TASK MATERIAL Start Marker

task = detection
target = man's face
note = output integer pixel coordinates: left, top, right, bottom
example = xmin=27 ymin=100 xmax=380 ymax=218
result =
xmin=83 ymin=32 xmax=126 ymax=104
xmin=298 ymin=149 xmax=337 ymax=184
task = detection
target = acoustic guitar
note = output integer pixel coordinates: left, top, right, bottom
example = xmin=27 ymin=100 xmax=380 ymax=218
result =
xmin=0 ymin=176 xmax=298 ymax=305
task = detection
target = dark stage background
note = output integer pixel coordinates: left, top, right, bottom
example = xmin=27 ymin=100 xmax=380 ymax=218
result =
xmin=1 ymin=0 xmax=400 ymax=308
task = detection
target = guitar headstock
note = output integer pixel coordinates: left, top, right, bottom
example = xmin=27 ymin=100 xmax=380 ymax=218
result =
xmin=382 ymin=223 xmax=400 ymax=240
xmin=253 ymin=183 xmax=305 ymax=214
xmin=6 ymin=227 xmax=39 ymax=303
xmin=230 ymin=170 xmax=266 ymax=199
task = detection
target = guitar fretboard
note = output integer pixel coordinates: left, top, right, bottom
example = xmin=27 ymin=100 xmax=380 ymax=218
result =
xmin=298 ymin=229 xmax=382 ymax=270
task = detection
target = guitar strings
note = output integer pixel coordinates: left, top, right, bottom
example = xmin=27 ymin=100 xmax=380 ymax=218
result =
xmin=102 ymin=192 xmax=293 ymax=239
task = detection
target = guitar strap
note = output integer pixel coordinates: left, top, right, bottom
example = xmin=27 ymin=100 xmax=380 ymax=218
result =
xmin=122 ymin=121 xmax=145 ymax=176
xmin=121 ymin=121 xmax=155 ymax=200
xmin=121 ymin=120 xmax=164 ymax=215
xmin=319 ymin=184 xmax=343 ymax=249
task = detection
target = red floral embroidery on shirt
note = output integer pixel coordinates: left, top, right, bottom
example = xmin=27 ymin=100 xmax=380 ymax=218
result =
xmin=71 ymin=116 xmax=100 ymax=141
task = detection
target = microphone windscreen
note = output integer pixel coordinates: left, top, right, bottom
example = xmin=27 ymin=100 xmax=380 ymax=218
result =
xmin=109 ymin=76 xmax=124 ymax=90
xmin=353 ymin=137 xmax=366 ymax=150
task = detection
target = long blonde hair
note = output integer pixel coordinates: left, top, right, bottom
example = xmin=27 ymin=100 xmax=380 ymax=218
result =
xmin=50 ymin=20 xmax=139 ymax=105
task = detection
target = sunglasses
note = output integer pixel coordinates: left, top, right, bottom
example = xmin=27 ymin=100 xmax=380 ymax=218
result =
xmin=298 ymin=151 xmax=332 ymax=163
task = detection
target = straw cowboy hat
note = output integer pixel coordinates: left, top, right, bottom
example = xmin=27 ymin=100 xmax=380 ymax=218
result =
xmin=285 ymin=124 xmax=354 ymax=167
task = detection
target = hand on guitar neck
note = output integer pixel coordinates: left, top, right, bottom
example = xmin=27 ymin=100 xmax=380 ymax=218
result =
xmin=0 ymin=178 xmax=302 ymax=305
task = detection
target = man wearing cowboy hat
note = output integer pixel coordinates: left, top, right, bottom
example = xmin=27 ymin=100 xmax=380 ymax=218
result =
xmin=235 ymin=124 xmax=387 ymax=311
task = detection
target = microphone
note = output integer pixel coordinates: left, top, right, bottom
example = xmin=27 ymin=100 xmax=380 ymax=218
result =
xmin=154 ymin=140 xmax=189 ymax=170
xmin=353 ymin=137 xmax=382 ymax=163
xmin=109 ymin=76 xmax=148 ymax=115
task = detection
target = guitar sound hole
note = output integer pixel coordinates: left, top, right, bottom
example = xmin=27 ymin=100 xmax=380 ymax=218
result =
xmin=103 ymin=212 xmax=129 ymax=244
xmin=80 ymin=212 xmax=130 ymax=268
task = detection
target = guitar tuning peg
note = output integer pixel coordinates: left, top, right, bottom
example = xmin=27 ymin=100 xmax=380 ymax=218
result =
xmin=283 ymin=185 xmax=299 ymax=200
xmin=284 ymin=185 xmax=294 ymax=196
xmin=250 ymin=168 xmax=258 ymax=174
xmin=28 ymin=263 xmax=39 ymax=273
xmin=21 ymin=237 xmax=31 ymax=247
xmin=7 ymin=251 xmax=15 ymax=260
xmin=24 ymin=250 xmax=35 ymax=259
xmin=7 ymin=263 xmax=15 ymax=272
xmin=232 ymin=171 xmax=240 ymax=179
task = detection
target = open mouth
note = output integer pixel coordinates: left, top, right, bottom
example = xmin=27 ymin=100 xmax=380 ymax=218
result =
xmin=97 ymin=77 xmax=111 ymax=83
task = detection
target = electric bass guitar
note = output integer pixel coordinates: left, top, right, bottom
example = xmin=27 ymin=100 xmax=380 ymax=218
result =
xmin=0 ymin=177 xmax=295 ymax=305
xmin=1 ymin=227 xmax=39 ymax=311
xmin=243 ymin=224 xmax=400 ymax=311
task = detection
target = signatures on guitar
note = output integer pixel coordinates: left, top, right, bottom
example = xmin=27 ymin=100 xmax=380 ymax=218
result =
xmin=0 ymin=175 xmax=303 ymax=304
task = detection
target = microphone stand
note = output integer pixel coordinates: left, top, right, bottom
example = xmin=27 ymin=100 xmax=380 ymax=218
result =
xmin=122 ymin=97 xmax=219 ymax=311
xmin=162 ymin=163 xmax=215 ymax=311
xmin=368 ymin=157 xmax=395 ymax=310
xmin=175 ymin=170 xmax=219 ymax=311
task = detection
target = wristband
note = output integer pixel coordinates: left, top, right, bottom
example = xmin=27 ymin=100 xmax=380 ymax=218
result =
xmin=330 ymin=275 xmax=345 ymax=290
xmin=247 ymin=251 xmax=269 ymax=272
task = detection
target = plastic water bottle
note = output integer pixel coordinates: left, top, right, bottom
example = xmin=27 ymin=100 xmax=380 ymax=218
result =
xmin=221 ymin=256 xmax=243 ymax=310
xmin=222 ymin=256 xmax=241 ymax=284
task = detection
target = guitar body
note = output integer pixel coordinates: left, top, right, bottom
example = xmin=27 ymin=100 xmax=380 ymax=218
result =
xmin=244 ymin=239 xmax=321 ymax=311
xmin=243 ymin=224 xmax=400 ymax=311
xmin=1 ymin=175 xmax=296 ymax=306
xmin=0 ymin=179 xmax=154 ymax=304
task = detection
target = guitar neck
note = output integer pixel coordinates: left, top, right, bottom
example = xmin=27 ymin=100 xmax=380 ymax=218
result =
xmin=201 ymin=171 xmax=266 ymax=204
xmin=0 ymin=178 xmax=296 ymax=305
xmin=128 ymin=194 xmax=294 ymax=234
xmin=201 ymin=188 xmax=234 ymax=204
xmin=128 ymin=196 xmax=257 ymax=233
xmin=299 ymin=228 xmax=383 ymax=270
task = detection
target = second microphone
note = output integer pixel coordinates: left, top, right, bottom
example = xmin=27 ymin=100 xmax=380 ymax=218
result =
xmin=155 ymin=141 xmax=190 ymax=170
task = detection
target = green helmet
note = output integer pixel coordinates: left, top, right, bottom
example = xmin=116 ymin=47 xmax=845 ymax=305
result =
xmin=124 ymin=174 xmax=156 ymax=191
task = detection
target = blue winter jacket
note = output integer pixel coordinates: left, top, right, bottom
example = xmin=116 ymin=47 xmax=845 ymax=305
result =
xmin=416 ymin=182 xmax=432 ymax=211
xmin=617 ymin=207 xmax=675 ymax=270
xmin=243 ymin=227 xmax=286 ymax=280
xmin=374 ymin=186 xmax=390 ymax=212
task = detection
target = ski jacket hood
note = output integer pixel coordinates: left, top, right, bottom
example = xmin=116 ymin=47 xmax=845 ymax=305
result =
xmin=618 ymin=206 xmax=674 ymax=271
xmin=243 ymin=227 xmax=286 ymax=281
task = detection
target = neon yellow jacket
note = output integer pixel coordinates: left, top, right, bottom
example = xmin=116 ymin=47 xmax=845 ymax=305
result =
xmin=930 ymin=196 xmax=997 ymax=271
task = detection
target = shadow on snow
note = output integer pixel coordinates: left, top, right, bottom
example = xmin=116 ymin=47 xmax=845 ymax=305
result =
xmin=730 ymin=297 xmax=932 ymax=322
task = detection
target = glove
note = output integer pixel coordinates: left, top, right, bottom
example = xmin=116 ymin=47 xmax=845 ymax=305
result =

TASK MATERIAL End Marker

Look over the records. Copy the lines that include the word "jacket".

EXERCISE RESULT:
target = blue winter jacket
target = ski jacket hood
target = neon yellow jacket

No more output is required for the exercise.